Task objective: Can you transcribe the passage on the IMF's pandemic forecast between "The IMF has upgraded" and "on 31 December.", inclusive?

Passage for review:
______
The International Monetary Fund (IMF) is forecasting a less severe global recession than in June but has warned the cost of the pandemic could be as high as $28trn.
Gita Gopinath, the IMF's chief economist, described the Coronavirus pandemic as the worst crisis as the worst seen since the Great Depression.
"This crisis will likely leave scars well into the medium term as labour markets take time to heal, investment is held back by uncertainty and balance sheet problems, and lost schooling impairs human capital," she said.
"It will take significant innovation on the policy front, at both the national and international levels to recover from this calamity."
The IMF said in its World Economic Outlook that a stronger-than-expected second quarter meant that global growth was now predicted to fall by 4.4% compared with a 5.2% drop forecast in June.
However, rising Covid rates in developing countries has forced it to downgrade the growth rate next year from 5.4% to 5.2%.
Global growth is expected to gradually slow to about 3.5% into the medium term.
"The cumulative loss in output relative to the pre-pandemic projected path is projected to grow from $11trn over 2020-21 to $28trn over 2020-25," said Gopinath.
"This represents a severe setback to the improvement in average living standards across all country groups."
The IMF has upgraded Britain's growth but has warned public debt will continue to grow.
The IMF has forecast that the UK economy will shrink by 9.8% this year, an improvement on the previous forecast of 10.2% in June. Out of the G7 economies only Italy is predicted to fare worse.
However, the UK economy is expected to rebound next year with growth of 5.9%.
The UK outlook could become considerably worse if it fails to strike a post-Brexit trade deal with the EU by the end of the transition period on 31 December.
______
Data extracts:
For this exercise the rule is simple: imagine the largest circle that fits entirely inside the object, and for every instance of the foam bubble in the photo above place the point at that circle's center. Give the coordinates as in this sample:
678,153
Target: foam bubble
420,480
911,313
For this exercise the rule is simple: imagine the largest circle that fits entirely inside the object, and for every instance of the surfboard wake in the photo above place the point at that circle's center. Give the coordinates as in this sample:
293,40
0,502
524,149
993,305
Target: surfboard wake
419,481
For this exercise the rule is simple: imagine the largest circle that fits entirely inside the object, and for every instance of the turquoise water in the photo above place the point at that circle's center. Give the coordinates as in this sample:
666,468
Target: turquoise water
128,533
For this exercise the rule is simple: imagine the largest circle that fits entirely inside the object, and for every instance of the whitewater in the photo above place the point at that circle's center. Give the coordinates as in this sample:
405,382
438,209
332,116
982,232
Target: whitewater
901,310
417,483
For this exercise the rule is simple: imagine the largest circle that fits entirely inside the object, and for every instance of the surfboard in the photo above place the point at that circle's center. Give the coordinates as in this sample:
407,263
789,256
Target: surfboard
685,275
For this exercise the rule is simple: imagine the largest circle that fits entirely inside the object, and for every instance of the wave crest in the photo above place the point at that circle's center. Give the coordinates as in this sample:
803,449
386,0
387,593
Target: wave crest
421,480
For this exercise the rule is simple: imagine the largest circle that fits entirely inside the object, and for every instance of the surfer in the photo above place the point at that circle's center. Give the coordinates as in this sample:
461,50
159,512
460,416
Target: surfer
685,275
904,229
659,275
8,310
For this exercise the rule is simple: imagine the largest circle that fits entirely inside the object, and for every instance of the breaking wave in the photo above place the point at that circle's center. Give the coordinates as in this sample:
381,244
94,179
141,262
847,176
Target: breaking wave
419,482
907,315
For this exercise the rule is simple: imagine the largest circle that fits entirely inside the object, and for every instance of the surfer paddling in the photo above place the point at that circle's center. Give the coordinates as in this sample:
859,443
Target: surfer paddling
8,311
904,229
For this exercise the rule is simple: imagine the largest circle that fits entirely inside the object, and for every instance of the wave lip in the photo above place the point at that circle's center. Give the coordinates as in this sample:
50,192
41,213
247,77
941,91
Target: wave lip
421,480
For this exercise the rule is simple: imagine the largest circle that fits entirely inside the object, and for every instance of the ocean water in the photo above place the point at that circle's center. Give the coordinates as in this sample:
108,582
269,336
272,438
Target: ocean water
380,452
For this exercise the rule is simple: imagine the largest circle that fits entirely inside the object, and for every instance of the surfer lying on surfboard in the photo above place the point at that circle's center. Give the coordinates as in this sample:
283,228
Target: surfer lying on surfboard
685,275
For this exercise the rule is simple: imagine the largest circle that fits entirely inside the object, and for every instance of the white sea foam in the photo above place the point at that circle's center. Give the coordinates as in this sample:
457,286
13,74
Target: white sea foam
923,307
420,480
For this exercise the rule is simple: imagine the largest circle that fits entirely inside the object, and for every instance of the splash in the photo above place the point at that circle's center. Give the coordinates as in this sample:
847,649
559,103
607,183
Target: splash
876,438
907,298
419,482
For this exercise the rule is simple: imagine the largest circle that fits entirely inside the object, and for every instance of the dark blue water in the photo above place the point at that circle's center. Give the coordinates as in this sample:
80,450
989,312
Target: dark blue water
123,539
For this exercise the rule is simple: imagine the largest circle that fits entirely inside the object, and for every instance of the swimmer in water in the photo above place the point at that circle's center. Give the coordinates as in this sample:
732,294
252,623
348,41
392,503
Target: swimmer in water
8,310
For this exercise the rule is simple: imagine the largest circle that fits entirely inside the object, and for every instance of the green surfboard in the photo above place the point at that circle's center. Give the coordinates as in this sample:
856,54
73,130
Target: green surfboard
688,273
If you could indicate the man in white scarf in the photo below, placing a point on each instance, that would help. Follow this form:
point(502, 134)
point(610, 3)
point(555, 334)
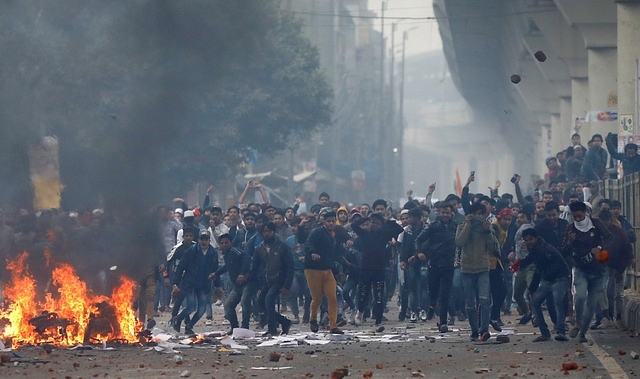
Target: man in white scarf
point(585, 239)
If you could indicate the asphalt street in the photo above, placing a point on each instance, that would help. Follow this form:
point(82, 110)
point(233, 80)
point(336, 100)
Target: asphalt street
point(403, 350)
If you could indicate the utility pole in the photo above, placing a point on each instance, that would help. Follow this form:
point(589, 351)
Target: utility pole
point(383, 129)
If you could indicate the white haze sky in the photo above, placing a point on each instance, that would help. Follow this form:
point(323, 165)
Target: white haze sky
point(423, 35)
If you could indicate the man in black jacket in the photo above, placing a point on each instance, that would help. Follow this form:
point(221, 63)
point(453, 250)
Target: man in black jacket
point(585, 239)
point(374, 258)
point(173, 260)
point(275, 257)
point(237, 264)
point(555, 280)
point(410, 265)
point(437, 245)
point(320, 248)
point(192, 276)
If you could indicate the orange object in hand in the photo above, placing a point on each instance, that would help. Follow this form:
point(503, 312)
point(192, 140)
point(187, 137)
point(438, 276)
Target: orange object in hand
point(603, 256)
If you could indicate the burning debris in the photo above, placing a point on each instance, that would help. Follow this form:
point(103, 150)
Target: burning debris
point(71, 316)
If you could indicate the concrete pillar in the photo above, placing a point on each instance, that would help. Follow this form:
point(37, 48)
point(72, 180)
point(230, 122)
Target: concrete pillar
point(561, 137)
point(628, 52)
point(603, 85)
point(557, 139)
point(579, 107)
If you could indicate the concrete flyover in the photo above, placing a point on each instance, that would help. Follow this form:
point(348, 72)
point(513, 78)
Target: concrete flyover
point(590, 71)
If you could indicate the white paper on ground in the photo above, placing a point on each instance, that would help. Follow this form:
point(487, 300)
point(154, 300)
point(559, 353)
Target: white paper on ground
point(162, 337)
point(271, 368)
point(317, 342)
point(239, 333)
point(227, 341)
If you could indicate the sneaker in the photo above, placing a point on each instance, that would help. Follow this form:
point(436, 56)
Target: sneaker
point(176, 325)
point(430, 313)
point(286, 326)
point(606, 323)
point(352, 317)
point(561, 338)
point(542, 338)
point(525, 319)
point(336, 331)
point(359, 318)
point(573, 333)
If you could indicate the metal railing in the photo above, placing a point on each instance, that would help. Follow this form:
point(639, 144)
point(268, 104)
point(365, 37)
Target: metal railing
point(627, 191)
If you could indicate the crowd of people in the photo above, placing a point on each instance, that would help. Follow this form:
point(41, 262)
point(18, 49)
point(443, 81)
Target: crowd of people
point(465, 258)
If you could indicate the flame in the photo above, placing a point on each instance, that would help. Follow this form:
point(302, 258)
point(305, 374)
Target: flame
point(68, 314)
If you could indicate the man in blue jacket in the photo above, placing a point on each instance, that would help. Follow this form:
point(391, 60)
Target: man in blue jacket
point(192, 276)
point(276, 260)
point(237, 264)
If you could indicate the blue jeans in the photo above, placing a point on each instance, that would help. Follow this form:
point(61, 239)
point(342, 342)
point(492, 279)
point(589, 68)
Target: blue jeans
point(240, 294)
point(268, 297)
point(477, 286)
point(197, 300)
point(456, 300)
point(299, 288)
point(557, 288)
point(589, 290)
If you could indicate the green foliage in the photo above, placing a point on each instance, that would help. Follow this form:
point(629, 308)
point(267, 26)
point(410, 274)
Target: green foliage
point(150, 95)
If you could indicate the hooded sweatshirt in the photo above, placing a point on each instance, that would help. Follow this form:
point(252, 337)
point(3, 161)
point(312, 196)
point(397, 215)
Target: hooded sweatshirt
point(477, 245)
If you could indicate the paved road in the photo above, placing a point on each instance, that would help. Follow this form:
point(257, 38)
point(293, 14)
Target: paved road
point(406, 354)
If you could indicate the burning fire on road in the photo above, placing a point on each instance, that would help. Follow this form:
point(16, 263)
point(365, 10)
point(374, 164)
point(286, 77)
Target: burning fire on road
point(70, 314)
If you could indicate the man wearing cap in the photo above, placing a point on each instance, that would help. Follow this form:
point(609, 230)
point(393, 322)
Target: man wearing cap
point(585, 239)
point(274, 258)
point(192, 276)
point(173, 260)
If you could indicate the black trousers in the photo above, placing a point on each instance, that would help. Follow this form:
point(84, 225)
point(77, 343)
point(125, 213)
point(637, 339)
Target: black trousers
point(440, 283)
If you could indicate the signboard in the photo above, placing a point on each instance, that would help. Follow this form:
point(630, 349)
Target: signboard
point(626, 125)
point(358, 180)
point(602, 115)
point(622, 141)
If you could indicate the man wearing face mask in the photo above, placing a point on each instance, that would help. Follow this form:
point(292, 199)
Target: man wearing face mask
point(320, 248)
point(374, 258)
point(275, 257)
point(477, 242)
point(585, 239)
point(437, 245)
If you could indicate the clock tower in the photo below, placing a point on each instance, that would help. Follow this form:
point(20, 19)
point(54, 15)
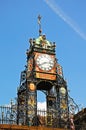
______
Task solution:
The IMF has upgraded Britain's growth but has warned public debt will continue to grow.
The IMF has forecast that the UK economy will shrink by 9.8% this year, an improvement on the previous forecast of 10.2% in June. Out of the G7 economies only Italy is predicted to fare worse.
However, the UK economy is expected to rebound next year with growth of 5.9%.
The UK outlook could become considerably worse if it fails to strike a post-Brexit trade deal with the EU by the end of the transition period on 31 December.